WORK TO DO.
Render the records below as a two-column CSV with the header record_text,expected_output, one row per record. Put each record's text and its answer in a single quoted field, replacing line breaks with spaces.

══════════

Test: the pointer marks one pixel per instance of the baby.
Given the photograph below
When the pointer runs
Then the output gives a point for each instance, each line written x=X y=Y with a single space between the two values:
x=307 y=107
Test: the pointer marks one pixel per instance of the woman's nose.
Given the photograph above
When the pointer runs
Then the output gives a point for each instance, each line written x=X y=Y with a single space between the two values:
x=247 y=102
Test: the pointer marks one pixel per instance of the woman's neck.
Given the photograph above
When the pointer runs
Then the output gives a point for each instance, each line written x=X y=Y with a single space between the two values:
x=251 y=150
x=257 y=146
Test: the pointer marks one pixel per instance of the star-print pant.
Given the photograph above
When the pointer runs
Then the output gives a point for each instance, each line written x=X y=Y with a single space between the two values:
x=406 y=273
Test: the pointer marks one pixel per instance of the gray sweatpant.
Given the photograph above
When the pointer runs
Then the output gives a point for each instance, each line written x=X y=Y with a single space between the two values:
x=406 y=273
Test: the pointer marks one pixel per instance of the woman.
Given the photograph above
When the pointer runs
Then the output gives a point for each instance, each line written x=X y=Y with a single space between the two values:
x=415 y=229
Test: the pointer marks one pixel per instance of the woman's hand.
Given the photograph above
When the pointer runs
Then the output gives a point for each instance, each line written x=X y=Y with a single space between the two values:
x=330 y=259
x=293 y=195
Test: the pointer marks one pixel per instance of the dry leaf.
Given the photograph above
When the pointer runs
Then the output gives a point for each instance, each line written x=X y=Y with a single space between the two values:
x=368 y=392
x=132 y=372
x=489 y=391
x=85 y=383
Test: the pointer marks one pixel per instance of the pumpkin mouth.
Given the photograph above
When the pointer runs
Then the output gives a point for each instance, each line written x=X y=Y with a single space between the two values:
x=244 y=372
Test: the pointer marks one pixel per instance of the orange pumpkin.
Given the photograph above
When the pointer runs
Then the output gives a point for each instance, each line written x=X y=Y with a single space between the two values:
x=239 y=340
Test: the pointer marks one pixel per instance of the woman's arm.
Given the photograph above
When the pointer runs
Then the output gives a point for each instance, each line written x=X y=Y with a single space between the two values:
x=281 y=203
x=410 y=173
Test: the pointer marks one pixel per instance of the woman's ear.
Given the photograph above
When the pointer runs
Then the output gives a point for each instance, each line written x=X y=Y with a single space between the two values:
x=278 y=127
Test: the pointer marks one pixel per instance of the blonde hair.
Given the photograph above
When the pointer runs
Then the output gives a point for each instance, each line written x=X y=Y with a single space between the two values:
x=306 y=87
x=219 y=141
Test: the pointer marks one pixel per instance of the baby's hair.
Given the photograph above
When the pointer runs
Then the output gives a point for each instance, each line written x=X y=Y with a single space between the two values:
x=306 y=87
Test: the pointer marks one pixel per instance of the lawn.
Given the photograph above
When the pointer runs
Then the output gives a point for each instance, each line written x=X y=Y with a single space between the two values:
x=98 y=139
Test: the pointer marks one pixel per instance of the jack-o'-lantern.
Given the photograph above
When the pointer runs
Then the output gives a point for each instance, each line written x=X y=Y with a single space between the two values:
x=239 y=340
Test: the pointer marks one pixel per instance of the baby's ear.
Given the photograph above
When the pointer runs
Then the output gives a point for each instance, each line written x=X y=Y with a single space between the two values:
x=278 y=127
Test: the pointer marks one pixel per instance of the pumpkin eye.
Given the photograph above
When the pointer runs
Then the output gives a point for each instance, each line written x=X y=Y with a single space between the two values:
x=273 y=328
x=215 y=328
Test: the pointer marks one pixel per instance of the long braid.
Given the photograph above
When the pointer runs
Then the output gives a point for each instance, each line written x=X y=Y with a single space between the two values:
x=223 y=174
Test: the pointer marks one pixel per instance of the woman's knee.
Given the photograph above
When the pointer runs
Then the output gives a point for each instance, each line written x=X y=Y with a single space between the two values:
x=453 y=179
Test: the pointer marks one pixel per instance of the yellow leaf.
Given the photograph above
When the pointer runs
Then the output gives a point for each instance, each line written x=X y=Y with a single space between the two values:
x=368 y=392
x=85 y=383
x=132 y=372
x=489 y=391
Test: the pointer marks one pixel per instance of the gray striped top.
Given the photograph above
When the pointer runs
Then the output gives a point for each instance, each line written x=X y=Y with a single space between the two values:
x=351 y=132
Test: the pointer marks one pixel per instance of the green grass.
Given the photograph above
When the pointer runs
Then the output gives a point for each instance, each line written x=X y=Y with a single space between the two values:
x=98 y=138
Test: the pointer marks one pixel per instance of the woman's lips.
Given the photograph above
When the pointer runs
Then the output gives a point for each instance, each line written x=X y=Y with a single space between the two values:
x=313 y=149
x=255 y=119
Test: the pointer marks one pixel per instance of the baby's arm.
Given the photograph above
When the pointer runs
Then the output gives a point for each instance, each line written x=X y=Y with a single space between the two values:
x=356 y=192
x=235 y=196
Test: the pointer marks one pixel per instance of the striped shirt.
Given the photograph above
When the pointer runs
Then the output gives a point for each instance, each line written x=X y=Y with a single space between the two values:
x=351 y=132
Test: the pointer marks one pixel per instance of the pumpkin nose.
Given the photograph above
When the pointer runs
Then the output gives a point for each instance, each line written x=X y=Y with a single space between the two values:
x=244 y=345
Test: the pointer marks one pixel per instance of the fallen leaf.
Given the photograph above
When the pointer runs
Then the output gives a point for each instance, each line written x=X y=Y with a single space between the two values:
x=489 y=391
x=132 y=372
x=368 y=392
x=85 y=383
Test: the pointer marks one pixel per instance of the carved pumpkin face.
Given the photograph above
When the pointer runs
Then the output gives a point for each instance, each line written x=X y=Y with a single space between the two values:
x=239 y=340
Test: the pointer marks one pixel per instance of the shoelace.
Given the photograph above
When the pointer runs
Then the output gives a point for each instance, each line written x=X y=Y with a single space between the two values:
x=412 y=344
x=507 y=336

══════════

FINISHED EXERCISE.
record_text,expected_output
"Test: the pointer marks one pixel per instance of the baby. Given the photograph below When the pointer runs Then the output gives a point for each instance, each line written x=X y=Y with a single space between the two values:","x=307 y=107"
"Test: the pointer marks one pixel per instance of the woman's nose. Given the photograph above When the pointer runs Then the output gives a point for each instance, each line written x=X y=Y with a single space between the two values:","x=247 y=102"
"Test: the pointer marks one pixel per instance of the woman's neck. Given the photograph above When the pointer runs Then the output gives a point for each instance, each line written x=X y=Y with a single space between the two values:","x=251 y=150 x=257 y=146"
"Test: the pointer marks one pixel per instance of the star-print pant. Given the photograph above When the pointer runs Then the output gives a point for each instance, each line written x=X y=Y with a single space between the two values:","x=406 y=273"
"Test: the pointer marks one pixel per instance of the gray sweatpant. Given the photograph above When the pointer runs Then the output gives a point for each instance, each line written x=X y=Y with a single space between the two values:","x=406 y=273"
"Test: the pointer marks one pixel per instance of the woman. Given the photograph above When the pointer runs Then the output gives a point for each instance, each line written x=X y=Y with a single space between the two values:","x=415 y=229"
"Test: the pointer marks one pixel per instance of the woman's hand. Given the photograph above When the pointer runs Then the output gives a point for each instance, each line written x=X y=Y with a single space between the two values:","x=330 y=259 x=293 y=195"
"Test: the pointer marks one pixel per instance of the dry leaf. Given the photograph above When the pointer runs Then the output gives a point for each instance, each line written x=X y=Y with a single space between the two values:","x=368 y=392 x=132 y=372 x=489 y=391 x=85 y=383"
"Test: the pointer marks one pixel per instance of the pumpkin mouth. Given the photograph above When the pointer runs Then the output gives a point for each instance, each line written x=X y=Y with a single space between the two values:","x=244 y=372"
"Test: the pointer marks one pixel per instance of the orange pumpkin. Given the photograph above When the pointer runs Then the output gives a point for each instance, each line written x=X y=Y with a single space between the two values:","x=239 y=340"
"Test: the pointer marks one pixel per instance of the woman's arm. Given the photograph above When the pointer runs Then the output gives a point for each instance, each line written x=X y=Y with a single space between the two values:","x=281 y=203 x=410 y=173"
"Test: the pointer marks one pixel per instance of the woman's ear. Given the photograph above When the pointer runs Then the output gives a point for each instance, each line written x=X y=Y with a single space between the two values:","x=278 y=127"
"Test: the pointer marks one pixel per instance of the blonde hair. Given the photograph above When the pointer runs Then the output gives a point for each instance, each line written x=X y=Y with a single space between the two values:","x=306 y=87 x=219 y=141"
"Test: the pointer marks one pixel per instance of the baby's hair. Given the photograph above When the pointer runs Then the output gives a point for each instance, each line written x=X y=Y with a single space between the two values:","x=306 y=87"
"Test: the pointer marks one pixel per instance of the lawn. Given the photograph above When the pointer runs Then the output gives a point for each instance, each line written x=X y=Y with a single space between the two values:","x=98 y=139"
"Test: the pointer marks one pixel per instance of the jack-o'-lantern. Given the photograph above When the pointer runs Then the output gives a point for each instance, each line written x=X y=Y with a single space between the two values:","x=239 y=340"
"Test: the pointer marks one pixel per instance of the baby's ear. Given the photograph above When the pointer runs Then the output gives a point for each instance, each line written x=X y=Y with a single space between the two values:","x=278 y=127"
"Test: the pointer marks one pixel per instance of the pumpkin eye. Given the photograph above When the pointer runs Then the output gives a point for each instance, each line written x=X y=Y with a single space between the two values:","x=273 y=328 x=215 y=328"
"Test: the pointer marks one pixel per instance of the long braid. Given the photograph above When the pointer runs Then the output gives a point for each instance, each line written x=X y=Y with a single space between the two values:","x=223 y=174"
"Test: the pointer marks one pixel per instance of the woman's knee. Given the photograph above When the pointer runs Then the output gives a point for each instance, each line written x=X y=Y with a single space between the two values:","x=453 y=179"
"Test: the pointer marks one pixel per instance of the yellow leaf. Given the photograph above When the pointer runs Then the output gives a point for each instance, each line written x=X y=Y with a single space between the two values:","x=368 y=392 x=85 y=383 x=132 y=372 x=489 y=391"
"Test: the pointer marks one pixel per instance of the gray striped top. Given the photograph above When the pointer runs Then the output gives a point for each instance, each line written x=X y=Y with a single space between the two values:","x=351 y=132"
"Test: the pointer marks one pixel per instance of the green grass. Given the photograph above When the pointer runs Then the output gives a point for each instance, each line written x=X y=Y with a single space between the two values:","x=98 y=138"
"Test: the pointer marks one pixel per instance of the woman's lips. Given the photograph above When the pointer runs Then the output gives a point for each instance, each line written x=X y=Y with a single space between the two values:","x=313 y=149 x=255 y=119"
"Test: the pointer marks one pixel per instance of the baby's arm. Given the photograph above When the pointer runs Then the output gives a point for each instance, each line written x=X y=Y with a single space between the two values:","x=356 y=192 x=235 y=196"
"Test: the pointer marks one pixel per instance of the striped shirt. Given the photograph above When the pointer runs Then the output gives a point for each instance, each line written x=X y=Y with a single space between the two values:","x=351 y=132"
"Test: the pointer marks one pixel per instance of the pumpkin nose. Given the photograph above When the pointer runs Then the output gives a point for each instance, each line written x=X y=Y with a single space between the two values:","x=244 y=345"
"Test: the pointer marks one pixel per instance of the fallen leaf. Given the photograph above When the pointer runs Then the output gives a point for each instance, each line written x=X y=Y with a single space between the two values:","x=489 y=391 x=132 y=372 x=368 y=392 x=85 y=383"
"Test: the pointer marks one pixel per instance of the carved pumpkin face. Given the photograph above When the pointer runs Then the output gives a point for each instance, each line written x=X y=Y with a single space between the two values:","x=239 y=340"
"Test: the pointer marks one pixel per instance of the shoelace. Given the photograph above When the pointer runs Then the output gives a point for each instance, each line written x=X y=Y with a single space between the two values:","x=412 y=344 x=507 y=336"